» Records for the task:
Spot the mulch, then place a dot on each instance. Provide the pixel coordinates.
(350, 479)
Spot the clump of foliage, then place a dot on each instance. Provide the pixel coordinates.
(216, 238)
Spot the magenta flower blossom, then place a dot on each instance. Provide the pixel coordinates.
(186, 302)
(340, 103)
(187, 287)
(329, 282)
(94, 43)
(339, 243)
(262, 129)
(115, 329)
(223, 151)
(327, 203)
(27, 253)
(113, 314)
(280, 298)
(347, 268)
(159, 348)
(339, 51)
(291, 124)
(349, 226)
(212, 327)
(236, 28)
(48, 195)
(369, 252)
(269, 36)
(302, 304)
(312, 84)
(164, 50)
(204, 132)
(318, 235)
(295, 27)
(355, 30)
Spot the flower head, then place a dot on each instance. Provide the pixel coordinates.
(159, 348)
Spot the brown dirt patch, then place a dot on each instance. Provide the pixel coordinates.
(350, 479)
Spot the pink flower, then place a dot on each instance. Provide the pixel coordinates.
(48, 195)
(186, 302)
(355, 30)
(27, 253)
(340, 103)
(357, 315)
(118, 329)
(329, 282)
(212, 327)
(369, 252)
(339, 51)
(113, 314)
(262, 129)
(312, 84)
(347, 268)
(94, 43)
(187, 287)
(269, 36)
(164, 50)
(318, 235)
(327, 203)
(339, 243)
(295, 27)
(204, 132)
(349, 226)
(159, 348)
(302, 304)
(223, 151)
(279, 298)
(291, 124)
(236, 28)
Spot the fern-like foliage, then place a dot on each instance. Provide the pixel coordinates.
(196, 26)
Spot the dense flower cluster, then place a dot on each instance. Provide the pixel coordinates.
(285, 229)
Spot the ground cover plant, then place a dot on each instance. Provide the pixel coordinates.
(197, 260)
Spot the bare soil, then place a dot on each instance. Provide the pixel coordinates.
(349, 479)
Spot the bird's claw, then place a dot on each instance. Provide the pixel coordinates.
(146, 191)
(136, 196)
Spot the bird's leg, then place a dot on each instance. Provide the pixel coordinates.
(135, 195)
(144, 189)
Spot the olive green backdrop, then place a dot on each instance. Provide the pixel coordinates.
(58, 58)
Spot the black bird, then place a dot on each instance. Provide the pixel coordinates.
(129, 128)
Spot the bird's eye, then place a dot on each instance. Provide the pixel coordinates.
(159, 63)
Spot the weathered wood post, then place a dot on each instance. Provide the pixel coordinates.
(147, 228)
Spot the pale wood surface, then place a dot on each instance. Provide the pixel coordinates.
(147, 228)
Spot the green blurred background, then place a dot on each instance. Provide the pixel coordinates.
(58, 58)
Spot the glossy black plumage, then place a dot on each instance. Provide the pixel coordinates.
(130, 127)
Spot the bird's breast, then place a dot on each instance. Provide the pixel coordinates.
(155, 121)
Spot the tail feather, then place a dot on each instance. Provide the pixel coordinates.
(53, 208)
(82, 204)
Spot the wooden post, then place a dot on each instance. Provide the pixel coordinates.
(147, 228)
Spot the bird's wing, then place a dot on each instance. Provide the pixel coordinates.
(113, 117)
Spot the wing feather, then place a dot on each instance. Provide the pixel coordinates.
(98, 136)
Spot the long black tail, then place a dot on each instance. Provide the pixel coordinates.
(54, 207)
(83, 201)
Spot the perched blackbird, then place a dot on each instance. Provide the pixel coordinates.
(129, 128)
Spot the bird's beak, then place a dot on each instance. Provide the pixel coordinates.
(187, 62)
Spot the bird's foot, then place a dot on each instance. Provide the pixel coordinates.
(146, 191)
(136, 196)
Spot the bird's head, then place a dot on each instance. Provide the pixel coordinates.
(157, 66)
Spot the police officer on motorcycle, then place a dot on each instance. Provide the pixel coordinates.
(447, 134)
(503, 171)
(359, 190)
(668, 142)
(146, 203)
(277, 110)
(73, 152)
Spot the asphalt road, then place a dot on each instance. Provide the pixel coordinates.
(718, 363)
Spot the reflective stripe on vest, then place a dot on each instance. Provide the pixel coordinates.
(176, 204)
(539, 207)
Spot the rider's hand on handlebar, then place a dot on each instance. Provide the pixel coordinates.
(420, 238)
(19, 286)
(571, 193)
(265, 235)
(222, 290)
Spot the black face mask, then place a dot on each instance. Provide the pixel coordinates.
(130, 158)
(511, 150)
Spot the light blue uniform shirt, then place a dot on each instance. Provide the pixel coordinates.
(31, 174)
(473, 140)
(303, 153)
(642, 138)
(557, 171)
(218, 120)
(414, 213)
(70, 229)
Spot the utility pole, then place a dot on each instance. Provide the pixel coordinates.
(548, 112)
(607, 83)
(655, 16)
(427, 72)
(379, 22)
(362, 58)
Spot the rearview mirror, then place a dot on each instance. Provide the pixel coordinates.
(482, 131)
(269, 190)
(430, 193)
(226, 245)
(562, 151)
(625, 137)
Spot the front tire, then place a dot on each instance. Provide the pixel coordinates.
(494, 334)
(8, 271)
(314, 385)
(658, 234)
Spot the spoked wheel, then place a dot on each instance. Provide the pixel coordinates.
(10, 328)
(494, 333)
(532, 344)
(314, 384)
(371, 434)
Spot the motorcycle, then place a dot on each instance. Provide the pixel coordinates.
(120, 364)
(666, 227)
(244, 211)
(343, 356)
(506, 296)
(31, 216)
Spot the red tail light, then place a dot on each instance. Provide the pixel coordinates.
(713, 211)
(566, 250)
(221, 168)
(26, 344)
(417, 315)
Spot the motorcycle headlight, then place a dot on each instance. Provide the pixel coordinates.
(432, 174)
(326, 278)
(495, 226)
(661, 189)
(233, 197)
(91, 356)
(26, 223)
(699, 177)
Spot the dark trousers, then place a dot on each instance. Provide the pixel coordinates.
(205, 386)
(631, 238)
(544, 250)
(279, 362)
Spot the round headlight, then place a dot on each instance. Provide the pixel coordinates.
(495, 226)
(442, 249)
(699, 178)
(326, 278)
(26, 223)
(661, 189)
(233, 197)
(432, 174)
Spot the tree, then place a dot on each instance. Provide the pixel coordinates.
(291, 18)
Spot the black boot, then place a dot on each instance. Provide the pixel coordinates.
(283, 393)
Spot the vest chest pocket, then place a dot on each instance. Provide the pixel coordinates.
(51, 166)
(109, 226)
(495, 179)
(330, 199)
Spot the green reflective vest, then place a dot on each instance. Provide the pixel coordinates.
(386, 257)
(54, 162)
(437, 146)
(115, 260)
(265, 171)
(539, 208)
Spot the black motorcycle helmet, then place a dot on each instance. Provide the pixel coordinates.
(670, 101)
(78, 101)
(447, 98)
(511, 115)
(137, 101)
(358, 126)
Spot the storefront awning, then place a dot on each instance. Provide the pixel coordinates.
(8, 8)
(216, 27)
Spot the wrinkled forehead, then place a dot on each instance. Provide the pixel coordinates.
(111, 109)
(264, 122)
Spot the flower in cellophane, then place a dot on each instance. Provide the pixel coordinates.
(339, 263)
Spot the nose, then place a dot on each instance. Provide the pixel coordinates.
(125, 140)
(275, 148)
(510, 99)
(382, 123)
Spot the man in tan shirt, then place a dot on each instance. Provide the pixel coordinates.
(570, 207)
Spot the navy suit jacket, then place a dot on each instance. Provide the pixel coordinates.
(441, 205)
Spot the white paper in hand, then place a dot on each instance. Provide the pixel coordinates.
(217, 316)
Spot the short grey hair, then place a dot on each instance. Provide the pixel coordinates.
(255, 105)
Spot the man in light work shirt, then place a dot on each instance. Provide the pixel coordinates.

» Exercise instructions: Please give all the entries above again, exactly as they stand.

» Result:
Spot the mulch, then place a dot on each instance. Provide the pixel coordinates.
(350, 479)
Spot the clump of foliage, then place a dot on each instance. Provide the pixel coordinates.
(216, 238)
Spot the magenta flower blossom, then place a dot on each instance. Provide the pixel coordinates.
(186, 302)
(340, 103)
(187, 287)
(329, 282)
(94, 43)
(339, 243)
(262, 129)
(115, 329)
(223, 151)
(327, 203)
(27, 253)
(113, 314)
(280, 298)
(347, 268)
(159, 348)
(339, 51)
(291, 124)
(349, 226)
(212, 327)
(236, 28)
(48, 195)
(369, 252)
(269, 36)
(302, 304)
(312, 84)
(164, 50)
(204, 132)
(318, 235)
(295, 27)
(355, 30)
Spot the flower head, then place a dot on each instance. Provide the pixel coordinates.
(159, 348)
Spot the brown dirt patch, then place a dot on each instance. Provide the pixel coordinates.
(350, 479)
Spot the pink flower, then place a dot on each instance. Provide the pixel coordinates.
(48, 195)
(186, 302)
(355, 30)
(27, 253)
(340, 103)
(357, 315)
(118, 329)
(329, 282)
(212, 327)
(369, 252)
(339, 51)
(113, 314)
(262, 129)
(312, 84)
(347, 268)
(94, 43)
(187, 287)
(269, 36)
(164, 50)
(318, 235)
(327, 203)
(339, 243)
(295, 27)
(204, 132)
(349, 226)
(159, 348)
(302, 304)
(223, 151)
(279, 298)
(291, 124)
(236, 28)
Spot the fern-like foliage, then place a dot on each instance. Provide the pixel coordinates.
(196, 26)
Spot the dense flower cluster, then place a dot on each instance. Provide the pixel coordinates.
(285, 229)
Spot the ground cover plant, then place a dot on each instance. Provide the pixel coordinates.
(197, 260)
Spot the bare soil, then place a dot on each instance. Provide the pixel coordinates.
(349, 479)
Spot the bird's claw, then place a dot on each instance. Provide the pixel coordinates.
(146, 191)
(136, 196)
Spot the bird's leg, then place a dot on each instance. Provide the pixel coordinates.
(135, 195)
(144, 189)
Spot the olive green backdrop, then place a dot on each instance. Provide the pixel coordinates.
(58, 58)
Spot the black bird, then place a dot on each instance. Provide the pixel coordinates.
(129, 128)
Spot the bird's eye, then place a dot on each instance. Provide the pixel coordinates.
(159, 63)
Spot the weathered wood post, then place a dot on each instance. Provide the pixel coordinates.
(147, 228)
Spot the pale wood surface, then place a dot on each instance. Provide the pixel coordinates.
(147, 228)
Spot the green blurred background, then place a dot on each instance. Provide the pixel coordinates.
(58, 58)
Spot the glossy black plumage, then place a dot on each instance. Provide the pixel coordinates.
(130, 127)
Spot the bird's breast, then place a dot on each instance. Provide the pixel coordinates.
(155, 121)
Spot the tail feather, then place a dot on each instance. Provide the pixel coordinates.
(53, 208)
(82, 204)
Spot the wooden post, then place a dot on each instance. Provide the pixel coordinates.
(147, 228)
Spot the bird's wing, then place a dot on each instance. Provide the pixel coordinates.
(113, 117)
Spot the wing feather, then place a dot on each instance. Provide the pixel coordinates.
(98, 136)
Spot the long black tail, then place a dot on each instance. Provide the pixel coordinates.
(54, 207)
(83, 201)
Spot the perched blackbird, then place a dot on each instance. Provide the pixel coordinates.
(129, 128)
Spot the bird's beak, then place a dot on each instance. Provide the pixel coordinates.
(187, 62)
Spot the bird's foot, then place a dot on each instance. Provide the pixel coordinates.
(146, 191)
(136, 196)
Spot the bird's head, then place a dot on each instance. Provide the pixel coordinates.
(157, 66)
Spot the police officer on motorcycle, then place a dot on each instance. Provide the pixel coordinates.
(447, 134)
(503, 171)
(359, 190)
(668, 142)
(146, 203)
(277, 110)
(73, 152)
Spot the asphalt road, then place a dot on each instance. Provide the pixel coordinates.
(718, 363)
Spot the reflective stripe on vest, then place a dot on each instance. Provide the pixel coordinates.
(176, 204)
(539, 207)
Spot the rider's hand on handlebar, then place a dot on each instance. Provide the pixel coordinates.
(420, 238)
(19, 286)
(571, 193)
(265, 235)
(222, 290)
Spot the black face mask, then place a dot on each instance. Provide the pixel coordinates.
(130, 158)
(511, 150)
Spot the light blue uniform shirt, then place a dot on each instance. Provide the pixel coordinates.
(31, 174)
(473, 140)
(303, 153)
(642, 138)
(557, 171)
(218, 120)
(414, 213)
(70, 229)
Spot the utility pole, then place a dot on each instance. Provide the pixel coordinates.
(548, 112)
(607, 83)
(655, 16)
(427, 72)
(379, 22)
(362, 58)
Spot the rearview mirror, then place a dot on each instance. Provide the pixel coordinates.
(482, 131)
(269, 190)
(430, 193)
(226, 245)
(562, 151)
(625, 137)
Spot the front tire, then place a dot on each instance. Provide the pixel coordinates.
(494, 334)
(8, 271)
(314, 385)
(658, 234)
Spot the spoked wheel, then place a dot on each instance. Provide the pixel coordinates.
(10, 328)
(494, 333)
(532, 344)
(314, 384)
(371, 434)
Spot the motorcycle, then place a dot on each instance. Provide the pixel coordinates.
(120, 364)
(666, 227)
(244, 211)
(343, 356)
(506, 296)
(31, 216)
Spot the red tail light, then place a dot on each instance. Provide the pixel coordinates.
(713, 211)
(566, 250)
(221, 168)
(26, 344)
(417, 315)
Spot the motorcycle headlight, then place a dot on each instance. Provide the pixel coordinates.
(432, 174)
(326, 278)
(495, 226)
(661, 189)
(233, 197)
(91, 356)
(26, 223)
(699, 177)
Spot the dark trousers, then place a dot on each instance. Provide the pixel coordinates.
(205, 386)
(631, 238)
(544, 250)
(279, 362)
Spot the round headlight, then place a dot on each instance. Provide the pixel coordinates.
(495, 226)
(442, 249)
(699, 178)
(326, 278)
(26, 223)
(661, 189)
(233, 197)
(432, 174)
Spot the tree, then place a dot on each instance. Provide the pixel coordinates.
(291, 18)
Spot the black boot, then place a dot on each instance. Provide the pixel coordinates.
(283, 393)
Spot the vest chest pocket, then place a dot on each instance. Provide the pixel coordinates.
(51, 166)
(109, 226)
(495, 179)
(330, 199)
Spot the green reflective vest, then place a dot on each instance. Provide the pixel coordinates.
(386, 257)
(54, 162)
(437, 146)
(115, 260)
(265, 171)
(539, 208)
Spot the black motorcycle helmet, then place a dot on each instance. Provide the pixel coordinates.
(670, 101)
(78, 101)
(447, 98)
(511, 115)
(137, 101)
(358, 126)
Spot the storefront awning, then place a dot on each instance. Provide the pixel coordinates.
(8, 8)
(216, 27)
Spot the wrinkled forehead, then place a dot on each instance. Provide the pixel coordinates.
(111, 109)
(264, 122)
Spot the flower in cellophane, then place a dot on each instance. Provide the pixel coordinates.
(339, 263)
Spot the nose, then place a dot on each instance. Provide the pixel coordinates.
(125, 140)
(275, 148)
(510, 99)
(382, 123)
Spot the man in tan shirt, then place a dot on each instance. Provide the pixel coordinates.
(570, 207)
Spot the navy suit jacket, then place a dot on each instance. Provide the pixel coordinates.
(441, 205)
Spot the white paper in hand, then place a dot on each instance. Provide the pixel coordinates.
(217, 316)
Spot the short grey hair, then place a dot on each instance. Provide the pixel coordinates.
(255, 105)
Spot the man in light work shirt, then place a dot on each instance. Provide the pixel coordinates.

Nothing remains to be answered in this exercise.